▸ Instrucciones: Identifica en el material todas las líneas que contienen la palabra "find" y cópialas. Las mayúsculas y minúsculas cuentan.

----

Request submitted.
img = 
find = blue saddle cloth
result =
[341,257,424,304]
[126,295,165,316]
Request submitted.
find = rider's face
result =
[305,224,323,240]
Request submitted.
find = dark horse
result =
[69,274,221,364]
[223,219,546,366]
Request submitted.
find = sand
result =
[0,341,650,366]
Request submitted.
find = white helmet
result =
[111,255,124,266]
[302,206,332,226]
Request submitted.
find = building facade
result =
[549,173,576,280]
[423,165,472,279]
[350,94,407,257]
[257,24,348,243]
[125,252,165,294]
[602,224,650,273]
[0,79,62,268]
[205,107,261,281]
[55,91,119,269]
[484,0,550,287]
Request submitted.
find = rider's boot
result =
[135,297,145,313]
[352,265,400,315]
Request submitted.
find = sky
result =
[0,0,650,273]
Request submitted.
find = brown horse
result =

----

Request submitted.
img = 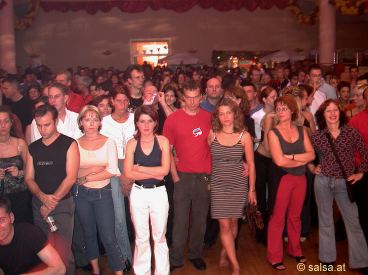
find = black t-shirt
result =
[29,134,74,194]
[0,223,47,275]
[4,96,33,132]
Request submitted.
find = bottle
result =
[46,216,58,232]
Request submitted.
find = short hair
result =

----

▸ Resultado del ejercicio:
find = blue saddle cloth
find = rider's face
find = dark horse
find = sand
find = white helmet
find = building facade
find = rider's boot
find = sky
find = brown horse
find = black t-shirt
find = bottle
find = short hair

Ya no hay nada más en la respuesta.